◆ **ABOUT THIS TASK**: After reading the data, copy it out in full and exactly.

────────────────

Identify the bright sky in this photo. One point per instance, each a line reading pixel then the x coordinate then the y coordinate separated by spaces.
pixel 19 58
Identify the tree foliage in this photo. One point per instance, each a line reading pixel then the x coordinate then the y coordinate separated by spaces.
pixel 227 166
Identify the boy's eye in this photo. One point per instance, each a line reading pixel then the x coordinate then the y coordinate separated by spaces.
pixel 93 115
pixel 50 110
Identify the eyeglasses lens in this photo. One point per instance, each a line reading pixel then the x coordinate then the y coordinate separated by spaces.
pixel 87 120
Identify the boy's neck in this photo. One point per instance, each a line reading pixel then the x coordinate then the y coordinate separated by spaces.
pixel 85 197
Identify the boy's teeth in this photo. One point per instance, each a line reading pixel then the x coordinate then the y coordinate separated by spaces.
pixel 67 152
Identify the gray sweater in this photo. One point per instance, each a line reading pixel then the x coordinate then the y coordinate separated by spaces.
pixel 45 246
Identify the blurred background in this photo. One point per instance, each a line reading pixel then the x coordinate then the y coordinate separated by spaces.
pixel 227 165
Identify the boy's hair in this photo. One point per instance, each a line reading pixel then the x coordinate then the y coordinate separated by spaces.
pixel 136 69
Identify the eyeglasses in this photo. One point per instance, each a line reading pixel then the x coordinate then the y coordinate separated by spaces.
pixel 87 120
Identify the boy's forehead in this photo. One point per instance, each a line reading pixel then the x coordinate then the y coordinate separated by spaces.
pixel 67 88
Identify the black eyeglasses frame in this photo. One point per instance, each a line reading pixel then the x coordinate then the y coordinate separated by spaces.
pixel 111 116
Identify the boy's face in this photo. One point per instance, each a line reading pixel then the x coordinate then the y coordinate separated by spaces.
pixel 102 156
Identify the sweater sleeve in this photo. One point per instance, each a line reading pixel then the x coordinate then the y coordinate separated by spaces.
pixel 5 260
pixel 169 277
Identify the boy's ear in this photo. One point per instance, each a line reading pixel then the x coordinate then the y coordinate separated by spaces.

────────────────

◆ **RESPONSE**:
Identify the bright sky in this photo. One point per instance, each a line reading pixel then the x coordinate then the y coordinate separated by spaces.
pixel 19 58
Identify the tree foliage in this photo. One point per instance, each a line reading pixel then the x coordinate then the y coordinate separated by spaces.
pixel 227 166
Identify the boy's eye in this photo. One point per instance, each a line reading pixel then the x coordinate then the y coordinate separated by spaces.
pixel 93 115
pixel 50 110
Identify the eyeglasses lens in this photo. One point per instance, each a line reading pixel then the x coordinate then the y coordinate separated by spaces.
pixel 87 120
Identify the boy's neck in this photo. One point per instance, each a line reading pixel then the x coordinate then the y coordinate separated by spaces.
pixel 85 197
Identify the boy's teeth in this photo. One point per instance, each a line reading pixel then the x coordinate then the y coordinate separated by spaces.
pixel 67 152
Identify the gray sweater in this photo. One point per instance, each a line reading pixel then the x coordinate then the y coordinate separated by spaces.
pixel 45 246
Identify the blurred background in this photo. One point per instance, each a line reading pixel then the x coordinate then the y coordinate separated by spaces.
pixel 227 165
Identify the boy's hair in this photo. One point per instance, each a line reading pixel then the x coordinate then the y coordinate separated by spaces.
pixel 136 69
Identify the eyeglasses in this photo. One point per instance, each a line reading pixel then the x coordinate then the y coordinate separated by spaces.
pixel 87 120
Identify the boy's forehead in this photo. One point per instance, each a line reading pixel then the x coordinate then the y coordinate separated by spaces.
pixel 67 88
Identify the black eyeglasses frame in this photo. One point per instance, each a line reading pixel then the x coordinate then the y coordinate separated by spaces.
pixel 111 116
Identify the boy's face in this photo. One point per instance, each a line reading pixel then the x coordinate then the y coordinate separated by spaces.
pixel 102 156
Identify the sweater sleeve in this photo. One point per instance, each a line reading pixel then the x coordinate then the y coordinate separated by spaces.
pixel 5 260
pixel 169 277
Identify the boy's ear in this photo. One point per instance, each a line reading pixel then the x coordinate then the y coordinate separated by spaces.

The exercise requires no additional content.